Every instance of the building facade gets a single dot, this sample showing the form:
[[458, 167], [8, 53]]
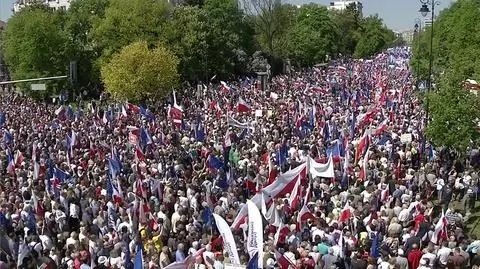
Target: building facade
[[55, 4], [342, 5]]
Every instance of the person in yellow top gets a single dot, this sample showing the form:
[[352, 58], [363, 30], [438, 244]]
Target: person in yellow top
[[151, 240]]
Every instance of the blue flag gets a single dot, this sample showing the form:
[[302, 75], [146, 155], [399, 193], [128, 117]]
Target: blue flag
[[32, 222], [334, 150], [199, 131], [375, 249], [207, 217], [253, 262], [128, 259], [214, 162], [138, 263], [61, 175], [2, 118]]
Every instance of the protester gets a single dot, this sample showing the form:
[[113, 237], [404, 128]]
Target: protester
[[321, 168]]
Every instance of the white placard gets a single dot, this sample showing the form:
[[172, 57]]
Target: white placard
[[38, 87], [233, 266], [406, 138]]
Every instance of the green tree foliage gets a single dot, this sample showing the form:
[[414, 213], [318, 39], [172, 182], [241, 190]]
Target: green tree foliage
[[137, 73], [186, 35], [454, 115], [348, 22], [313, 36], [374, 37], [228, 35], [128, 21], [455, 44], [454, 111], [211, 37], [34, 43], [79, 27]]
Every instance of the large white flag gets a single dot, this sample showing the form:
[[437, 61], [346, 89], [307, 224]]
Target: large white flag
[[281, 186], [321, 170], [228, 240], [255, 233], [233, 122]]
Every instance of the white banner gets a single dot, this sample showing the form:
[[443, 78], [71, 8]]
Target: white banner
[[255, 233], [233, 122], [321, 170], [228, 240]]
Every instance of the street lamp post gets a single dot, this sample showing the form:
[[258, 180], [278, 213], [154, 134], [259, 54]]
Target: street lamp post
[[417, 29], [424, 10]]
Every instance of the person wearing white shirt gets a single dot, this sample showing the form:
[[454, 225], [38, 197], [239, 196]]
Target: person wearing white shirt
[[404, 215], [443, 253], [430, 257]]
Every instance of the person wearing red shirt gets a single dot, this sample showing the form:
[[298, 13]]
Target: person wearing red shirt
[[414, 257]]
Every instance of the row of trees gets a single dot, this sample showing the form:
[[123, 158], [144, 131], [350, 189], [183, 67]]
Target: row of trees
[[198, 39], [454, 110]]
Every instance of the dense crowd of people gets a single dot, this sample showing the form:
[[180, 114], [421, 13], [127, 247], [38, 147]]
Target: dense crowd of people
[[115, 185]]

Work to do: Reproduce the stretch from the line containing "Every instance of the dense" through the end of the items, changing "dense crowd of people" to "packed crowd of people" and keeping everything else the same.

Final result:
Every instance of the packed crowd of people gets a single dot, this sample showing the form:
[[180, 114], [421, 13], [127, 247], [38, 147]]
Target: packed crowd of people
[[115, 185]]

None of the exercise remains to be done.